- Supplied passage
________________________________________

# New SchH III Title Holder... Bob Scott and Thunder



## Lynda Myers (Jul 16, 2008)

\\/Congrats to Bob Scott and Thunder for the awesome SchH III preformance on Saturday!\\/ 

Great job guys!


----------



## Bob Scott (Mar 30, 2006)

Back atcha to Linda and Kandi (AB) for their BH! :wink:


----------



## Phil Dodson (Apr 4, 2006)

> Awesome Bob!! Now for the book!!


----------



## Bob Scott (Mar 30, 2006)

Phil Dodson said:


> > Awesome Bob!! Now for the book!!


 
Schucks Phil! I can barely operate this new fangled typewriter! :lol:

Lots of good books and articles on marker training already. Leerburg has just come out with a new Marker Training DVD that I'm looking forward to getting. We just carry it a bit further by using no physical correctiions. It CAN be done!!!
Thunder is now a SAR trained, Sch/VPG III along with his AKC CDX, TT, CGC. In addition to staying in Schutzhund we'll now be doing herding and going for his AKC UD. He's NEVER had a leash or collar correction of any kind.
Am I braggin? 
HELL YES!       

"NO" dog dancing in our future!!! [-X :lol:


----------



## Lacey Vessell (Nov 18, 2006)

Congrats Bob and Thunder !!!! =D> =D> Now onto the FH 1 and 2 - knowing how much you love FST:-\" :wink:


----------



## Lisa Preston (Aug 21, 2008)

Love to hear how the track went specifically.
Warm congrats to ya.


----------



## Bob Scott (Mar 30, 2006)

Lacey Vessell said:


> Congrats Bob and Thunder !!!! =D> =D> Now onto the FH 1 and 2 - knowing how much you love FST:-\" :wink:


 
 Maybe NOT! 
I may give the AKC TD a shot. I heard they aren't as goofy about corners. :lol: :lol: ;-)


----------



## Bob Scott (Mar 30, 2006)

Lisa Preston said:


> Love to hear how the track went specifically.
> Warm congrats to ya.


Lisa, I talked a bit about it in the other post. I dont want to get to many different posts going here on one subject.
I'm a mod you know! :lol: :lol: :lol: 8-[


----------



## Jerry Lyda (Apr 4, 2006)

Congats Bob and Thunder. I bet he would pass in APPDA. Give it some thought and come on down.

Way to go guys. I'm proud for you two.


----------



## Julie Ann Alvarez (Aug 4, 2007)

Awesome news- congrats =D> 

Julie


----------



## Amber Scott Dyer (Oct 30, 2006)

congratulations!!! =D>


----------



## Dan Long (Jan 10, 2008)

Congrats Bob, that's a nice title to add onto an already accomplished dog!


----------



## Kadi Thingvall (Jan 22, 2007)

Congrats on the III.


----------



## Julie Blanding (Mar 12, 2008)

Great Job! Congratulations on the III!!! 

Julie


----------



## Gillian Schuler (Apr 12, 2008)

Bob, congratulations. It's always good to read of successes and you sure earned it \\/ \\/ \\/


----------



## Jack Martin (Feb 12, 2008)

Congrats Bob and Thunder! Personal satisfaction.Nothing like it.No dirty thoughts people.[-X


----------



## Mike Scheiber (Feb 17, 2008)

Congrats Bob! and with on leash corrections amazing


----------

________________________________________

- Directive 1
Reproduce the forum thread text between "Thunder is now" and "Am I braggin?", inclusive.
- Directive 2
According to Bob Scott in the forum thread, what kind of correction has Thunder never had?

Extracted lines
________________________________________

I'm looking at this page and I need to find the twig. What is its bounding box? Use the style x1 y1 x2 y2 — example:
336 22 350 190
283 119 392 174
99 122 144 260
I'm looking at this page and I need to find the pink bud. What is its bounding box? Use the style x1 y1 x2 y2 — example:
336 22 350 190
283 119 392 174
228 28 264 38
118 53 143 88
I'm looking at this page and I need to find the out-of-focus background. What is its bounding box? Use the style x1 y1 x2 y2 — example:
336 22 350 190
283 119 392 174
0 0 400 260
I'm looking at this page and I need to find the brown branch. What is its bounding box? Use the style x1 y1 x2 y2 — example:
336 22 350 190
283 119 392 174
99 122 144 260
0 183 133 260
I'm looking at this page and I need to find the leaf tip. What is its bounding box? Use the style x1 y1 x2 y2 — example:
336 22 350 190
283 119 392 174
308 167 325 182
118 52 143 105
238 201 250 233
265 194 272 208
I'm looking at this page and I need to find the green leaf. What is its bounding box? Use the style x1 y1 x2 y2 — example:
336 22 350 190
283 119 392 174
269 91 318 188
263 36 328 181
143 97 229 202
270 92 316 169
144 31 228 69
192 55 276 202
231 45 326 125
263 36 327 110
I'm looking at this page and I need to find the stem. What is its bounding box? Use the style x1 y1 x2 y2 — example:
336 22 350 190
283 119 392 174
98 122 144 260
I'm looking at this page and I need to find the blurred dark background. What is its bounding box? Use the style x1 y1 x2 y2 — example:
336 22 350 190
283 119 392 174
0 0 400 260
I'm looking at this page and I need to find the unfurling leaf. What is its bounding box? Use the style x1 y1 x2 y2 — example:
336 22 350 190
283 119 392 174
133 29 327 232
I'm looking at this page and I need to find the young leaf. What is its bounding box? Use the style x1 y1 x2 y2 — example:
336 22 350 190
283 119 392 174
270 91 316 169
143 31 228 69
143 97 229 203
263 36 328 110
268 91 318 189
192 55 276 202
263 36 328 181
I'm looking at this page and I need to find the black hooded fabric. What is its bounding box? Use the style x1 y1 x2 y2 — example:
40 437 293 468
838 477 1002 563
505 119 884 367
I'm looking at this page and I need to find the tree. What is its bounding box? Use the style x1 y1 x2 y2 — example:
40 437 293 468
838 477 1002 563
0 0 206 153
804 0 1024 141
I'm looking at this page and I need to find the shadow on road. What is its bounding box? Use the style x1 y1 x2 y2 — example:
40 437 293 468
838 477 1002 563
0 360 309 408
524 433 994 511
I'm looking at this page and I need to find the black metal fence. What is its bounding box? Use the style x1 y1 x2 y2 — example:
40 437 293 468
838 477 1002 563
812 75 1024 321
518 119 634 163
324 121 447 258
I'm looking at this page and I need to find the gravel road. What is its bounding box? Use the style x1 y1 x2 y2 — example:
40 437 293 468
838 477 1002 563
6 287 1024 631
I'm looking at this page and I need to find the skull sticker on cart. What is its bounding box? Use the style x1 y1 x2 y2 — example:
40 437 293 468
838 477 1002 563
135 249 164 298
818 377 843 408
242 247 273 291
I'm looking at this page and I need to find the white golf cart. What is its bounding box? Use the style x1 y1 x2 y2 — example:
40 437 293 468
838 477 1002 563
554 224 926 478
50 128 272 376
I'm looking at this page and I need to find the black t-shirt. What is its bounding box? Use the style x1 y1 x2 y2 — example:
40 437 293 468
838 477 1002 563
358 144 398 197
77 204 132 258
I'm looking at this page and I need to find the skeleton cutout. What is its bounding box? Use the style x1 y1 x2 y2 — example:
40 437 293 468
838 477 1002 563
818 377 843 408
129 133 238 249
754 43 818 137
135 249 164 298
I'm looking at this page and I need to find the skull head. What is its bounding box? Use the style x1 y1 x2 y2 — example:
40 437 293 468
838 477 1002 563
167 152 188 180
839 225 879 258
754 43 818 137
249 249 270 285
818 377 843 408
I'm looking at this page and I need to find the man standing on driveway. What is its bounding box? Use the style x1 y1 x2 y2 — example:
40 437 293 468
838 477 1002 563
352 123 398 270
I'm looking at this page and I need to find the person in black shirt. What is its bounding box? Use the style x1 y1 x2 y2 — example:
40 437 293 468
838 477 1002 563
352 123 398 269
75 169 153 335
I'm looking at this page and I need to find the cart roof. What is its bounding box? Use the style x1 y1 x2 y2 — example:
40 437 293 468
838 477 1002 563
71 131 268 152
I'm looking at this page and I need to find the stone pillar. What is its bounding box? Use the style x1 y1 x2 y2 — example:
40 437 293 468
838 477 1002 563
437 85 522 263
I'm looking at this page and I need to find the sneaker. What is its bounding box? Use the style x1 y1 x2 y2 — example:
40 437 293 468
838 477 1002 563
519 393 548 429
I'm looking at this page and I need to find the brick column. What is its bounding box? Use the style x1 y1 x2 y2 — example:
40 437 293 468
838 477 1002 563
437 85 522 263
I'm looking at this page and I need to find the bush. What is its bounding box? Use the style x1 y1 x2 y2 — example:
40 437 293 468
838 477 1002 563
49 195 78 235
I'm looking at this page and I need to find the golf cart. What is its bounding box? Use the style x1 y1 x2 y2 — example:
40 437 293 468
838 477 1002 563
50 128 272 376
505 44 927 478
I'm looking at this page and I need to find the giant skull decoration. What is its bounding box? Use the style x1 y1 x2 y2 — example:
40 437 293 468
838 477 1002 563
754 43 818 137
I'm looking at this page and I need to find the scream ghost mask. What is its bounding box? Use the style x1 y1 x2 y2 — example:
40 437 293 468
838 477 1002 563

________________________________________

- Final answer 1
Thunder is now a SAR trained, Sch/VPG III along with his AKC CDX, TT, CGC. In addition to staying in Schutzhund we'll now be doing herding and going for his AKC UD. He's NEVER had a leash or collar correction of any kind.
Am I braggin?

- Final answer 2
Thunder has never had a leash or collar correction of any kind.